_GIVEN PROBLEM A:_ In the passage below about the low-rank approach to the nonuniform Fourier transform, what value of K is typical for double precision?
_GIVEN PROBLEM B:_ Please continue the passage below about the low-rank approach to the nonuniform Fourier transform from the point where it stops.

_GIVEN PASSAGE:_
The core idea is to re-frame the non uniform discrete fourier transform problem. Instead of "spreading" non-uniform data onto a uniform grid (like Press & Rybicki), this method decomposes the non-uniform transform matrix itself into a sum of a small, fixed number (K) of diagonally-scaled, uniform DFTs.

Paper: A Nonuniform Fast Fourier Transform based on Low Rank Approximation

Key Advantages

  • Parallelism: The algorithm consists of K (typically ~16 for double precision) completely independent FFTs. This is a perfect fit for modern multi-core CPUs and can be parallelized trivially using tools like numba, potentially leading to a massive speedup over the mostly-sequential Press & Rybicki method.
  • Tunable and Guaranteed Accuracy: The accuracy is explicitly controlled by the parameter K, which is chosen based on a desired working precision ε. Unlike the spreading method, where accuracy is indirectly tied to the oversampling factor, this method provides a direct and a priori error bound. This means we can offer users a much more predictable trade-off between speed and precision. It is less costly than the oversampling in the Press & Rybicki method.
  • Memory Efficiency: This method avoids creating a large, oversampled grid for the FFT. It operates on vectors of the original data size N, making it more memory-friendly, especially for very large datasets where the oversampling grid of other methods might become a bottleneck.

Implementation Pointers

  • The K independent FFTs are an ideal use case for numba.njit(parallel=True). A prange loop could compute all K FFTs concurrently.

_DATA SEGMENT:_
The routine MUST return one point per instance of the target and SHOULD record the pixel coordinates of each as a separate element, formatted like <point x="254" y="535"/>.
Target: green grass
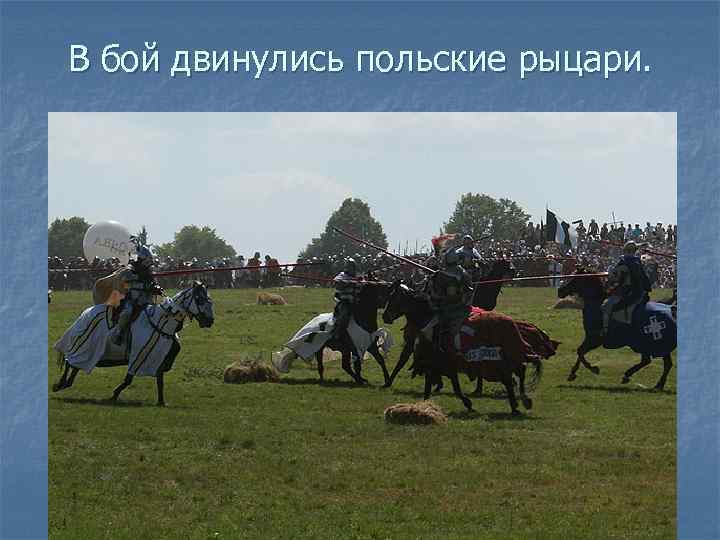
<point x="593" y="459"/>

_EXERCISE RESULT A:_ About 16.

_EXERCISE RESULT B:_
  • The Astropy PR has an implementation we can refer to in order to modify our lsft_fast in fourier.py

pupperemeritus avatar Jun 23 '25 14:06 pupperemeritus

Hi @pupperemeritus, it's very interesting. Isn't it a duplicate of the astropy implementation though? What would we add to it?

matteobachetti avatar Jun 24 '25 15:06 matteobachetti

Astropy hasn't completed their implementation yet. And I think it would help stingray maintain feature parity. Since they are implementing it as a part of trig_sum, they might have greater friction in changing the API of trig_sum and take longer to make it to production.

We could follow two routes here, the lazy one is that we wait for them to push it and simply update our API to choose between the new backend in trig_sum that we already use. This would simply require adding a third option to fast and slow versions.

The more involved but potentially more performant one would be to implement just the necessary parts ourselves. This would provide an added advantage of control for stingray using numba and fftw for acceleration like we already do for some parts of stingray.

Either way I think it is useful to add support for low rank approximation. This method is supposed to have a much closer output to the slow algorithm compared to the press and rybicki method at a small premium in runtime.

pupperemeritus avatar Jun 24 '25 15:06 pupperemeritus

@pupperemeritus I certainly like experimenting with new algorithms that promise to be a lot more accurate; for a matter of fairness, I will accept a new implementation only if it's significantly different from the one proposed in Astropy (not just a copy-paste of someone else's work, even if the license allows it). I am also open to modifying some of the functions in the Astropy implementation by numba-compiling them or using fftw, as long as we credit the original authors properly

matteobachetti avatar Jun 26 '25 08:06 matteobachetti

@pupperemeritus another route might be asking the original author to contribute their implementation to Stingray, and improve on their code through the various optimizations you propose.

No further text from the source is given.